Stored items
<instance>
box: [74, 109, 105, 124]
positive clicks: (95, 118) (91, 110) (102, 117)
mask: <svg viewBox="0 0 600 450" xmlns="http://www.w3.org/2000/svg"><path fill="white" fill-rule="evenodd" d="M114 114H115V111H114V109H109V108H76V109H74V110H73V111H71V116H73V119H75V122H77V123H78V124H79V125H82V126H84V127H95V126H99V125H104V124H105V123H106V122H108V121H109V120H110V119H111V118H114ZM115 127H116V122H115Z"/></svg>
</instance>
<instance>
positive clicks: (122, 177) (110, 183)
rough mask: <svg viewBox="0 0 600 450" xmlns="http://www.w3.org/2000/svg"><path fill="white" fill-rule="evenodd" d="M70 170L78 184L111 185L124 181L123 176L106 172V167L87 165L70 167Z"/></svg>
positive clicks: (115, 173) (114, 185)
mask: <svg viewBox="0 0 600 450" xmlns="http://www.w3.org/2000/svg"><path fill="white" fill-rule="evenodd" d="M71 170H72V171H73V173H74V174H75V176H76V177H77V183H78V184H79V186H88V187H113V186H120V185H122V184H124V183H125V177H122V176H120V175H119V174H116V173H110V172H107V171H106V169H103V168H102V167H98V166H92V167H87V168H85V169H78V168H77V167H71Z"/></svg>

Your objective. The complete data above is to be written out again as it stands.

Task answer.
<instance>
box: [74, 109, 105, 124]
positive clicks: (95, 118) (91, 110) (102, 117)
mask: <svg viewBox="0 0 600 450" xmlns="http://www.w3.org/2000/svg"><path fill="white" fill-rule="evenodd" d="M114 114H115V111H114V109H109V108H76V109H74V110H73V111H71V116H73V119H75V122H77V123H78V124H79V125H82V126H84V127H95V126H99V125H104V124H105V123H106V122H108V121H109V120H110V119H111V118H114ZM115 127H116V122H115Z"/></svg>
</instance>
<instance>
positive clicks: (122, 177) (110, 183)
rough mask: <svg viewBox="0 0 600 450" xmlns="http://www.w3.org/2000/svg"><path fill="white" fill-rule="evenodd" d="M70 170L78 184L111 185L124 181L123 176L106 172V167L87 165L70 167Z"/></svg>
positive clicks: (115, 173) (114, 185)
mask: <svg viewBox="0 0 600 450" xmlns="http://www.w3.org/2000/svg"><path fill="white" fill-rule="evenodd" d="M71 170H72V171H73V173H74V174H75V176H76V177H77V183H78V184H79V186H88V187H113V186H120V185H122V184H124V183H125V177H122V176H120V175H119V174H116V173H110V172H107V171H106V169H103V168H102V167H98V166H92V167H87V168H85V169H78V168H77V167H71Z"/></svg>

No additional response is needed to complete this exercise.